* Exercise instructions
Rewrite the records below, putting "Mark" wherever "Indicate" appears and leaving everything else as it is.
━━━━━━━━━━
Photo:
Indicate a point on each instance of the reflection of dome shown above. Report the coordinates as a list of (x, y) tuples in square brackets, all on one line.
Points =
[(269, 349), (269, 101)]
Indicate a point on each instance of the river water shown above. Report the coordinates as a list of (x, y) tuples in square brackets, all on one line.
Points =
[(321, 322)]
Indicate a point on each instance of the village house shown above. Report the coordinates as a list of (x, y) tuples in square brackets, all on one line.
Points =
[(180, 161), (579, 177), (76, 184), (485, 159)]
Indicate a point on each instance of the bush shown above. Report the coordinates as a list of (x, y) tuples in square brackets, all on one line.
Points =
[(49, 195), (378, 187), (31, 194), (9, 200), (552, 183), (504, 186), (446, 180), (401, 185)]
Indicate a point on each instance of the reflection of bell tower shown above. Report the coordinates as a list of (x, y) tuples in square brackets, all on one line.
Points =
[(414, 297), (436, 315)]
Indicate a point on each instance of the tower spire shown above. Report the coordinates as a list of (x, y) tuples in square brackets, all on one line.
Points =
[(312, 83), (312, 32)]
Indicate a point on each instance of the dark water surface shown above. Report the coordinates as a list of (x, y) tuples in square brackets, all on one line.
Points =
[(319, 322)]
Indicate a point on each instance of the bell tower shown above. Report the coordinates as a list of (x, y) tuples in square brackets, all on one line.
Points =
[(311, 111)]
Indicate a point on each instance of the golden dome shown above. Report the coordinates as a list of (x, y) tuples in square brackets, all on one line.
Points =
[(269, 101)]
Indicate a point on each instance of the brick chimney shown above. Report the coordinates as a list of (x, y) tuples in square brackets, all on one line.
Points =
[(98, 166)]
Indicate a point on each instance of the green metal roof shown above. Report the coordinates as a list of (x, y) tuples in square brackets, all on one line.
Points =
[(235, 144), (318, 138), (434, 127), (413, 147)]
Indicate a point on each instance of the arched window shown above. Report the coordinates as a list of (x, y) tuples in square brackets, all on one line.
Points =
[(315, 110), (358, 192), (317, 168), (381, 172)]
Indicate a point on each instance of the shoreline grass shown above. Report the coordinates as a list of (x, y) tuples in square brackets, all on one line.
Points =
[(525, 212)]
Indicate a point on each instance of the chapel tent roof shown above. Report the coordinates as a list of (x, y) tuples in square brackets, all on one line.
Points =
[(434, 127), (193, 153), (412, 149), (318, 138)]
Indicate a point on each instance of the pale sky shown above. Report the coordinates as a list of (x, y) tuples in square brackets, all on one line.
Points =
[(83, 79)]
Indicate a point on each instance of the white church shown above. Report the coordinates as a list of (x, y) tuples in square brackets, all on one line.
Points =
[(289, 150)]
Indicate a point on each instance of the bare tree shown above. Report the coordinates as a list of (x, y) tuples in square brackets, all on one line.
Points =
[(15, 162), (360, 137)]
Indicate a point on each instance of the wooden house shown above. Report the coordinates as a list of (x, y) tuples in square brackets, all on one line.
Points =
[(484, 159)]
━━━━━━━━━━
* Completed task
Photo:
Mark a point on each instance of the reflection of dome shown above. Report the coordinates as a list of (x, y) tuples in square brackets, all on one line.
Points =
[(269, 349), (269, 101)]
Mark a point on each instance of the river water shown above. Report the coordinates as a list of (x, y) tuples in square brackets, all on one line.
Points =
[(321, 322)]
Mark a point on each instance of the village house shown above. Report the coordinates as a list of (x, y) tuples in square brackets, all on one line.
Points =
[(180, 161), (579, 177), (76, 184), (485, 159)]
Mark a point on each instance of the bush shown above. Report the coordinates as a list of (x, y) tuples in square brackets, all on one line.
Points =
[(49, 195), (378, 187), (31, 194), (9, 200), (552, 183), (504, 186), (446, 180), (401, 185)]
Mark a point on each instance of the reflection of bell tower shown above. Report the coordinates as a list of (x, y) tuples in square brackets, all on one line.
Points =
[(414, 297), (436, 315)]
Mark a point on each instance of the tower spire shown above. Report the coordinates as a list of (x, y) tuples in square brackets, all on one line.
Points =
[(312, 83), (312, 32)]
Mark a point on each instance of the dark water surface shown above. Report the coordinates as a list of (x, y) tuples in square brackets, all on one line.
Points =
[(319, 322)]
Mark a point on each instance of the bell tower shown above. Report the coordinates as a list of (x, y) tuples in square brackets, all on one line.
Points =
[(311, 111)]
Mark a point on each instance of the golden dome shown above. Report the coordinates as a list of (x, y) tuples in square brackets, all on one line.
Points =
[(269, 101)]
Mark a point on each instance of the brick chimney shown above. Report the coordinates as a list of (x, y) tuples in square brackets, all on one line.
Points =
[(98, 166)]
Mark a point on each instance of the green metal roof shown above. Report the coordinates as a list of (x, y) tuples in square brackets, all on one line.
Points =
[(235, 144), (318, 138), (434, 127), (413, 147)]
Mark a point on each instance of the arched window shown above. Report the coordinates as a list of (x, y) tuples in square brackets, all on one line.
Points =
[(315, 110), (358, 192), (317, 168), (381, 172)]
Mark a point on each instance of the shoreline grass shown above. Report the coordinates as a list of (x, y) tuples in square brackets, all on one line.
Points =
[(525, 212)]
Mark a point on each instance of the chapel tent roof shown above. Report the coordinates as a list of (x, y) tuples in square brackets, all on one line.
Points =
[(434, 127), (193, 153), (412, 149), (318, 138)]
Mark a point on each instance of the pale sky shown above. Report the coordinates as a list of (x, y) tuples in square brackets, all on one line.
Points =
[(83, 79)]
Mark a point on each instance of the white church shown above. Report the coordinates as a list of (x, y) tuples in square brackets, all on one line.
Points =
[(289, 150)]
Mark a point on each instance of the bare tree shown above. Report the coordinates as a list of (x, y) tuples in square brackets, all on one line.
Points =
[(15, 162), (360, 137)]
Mark a point on each instance of the wooden house shown above. Report the coordinates as a list of (x, y) tuples in square brackets, all on one line.
Points =
[(484, 159)]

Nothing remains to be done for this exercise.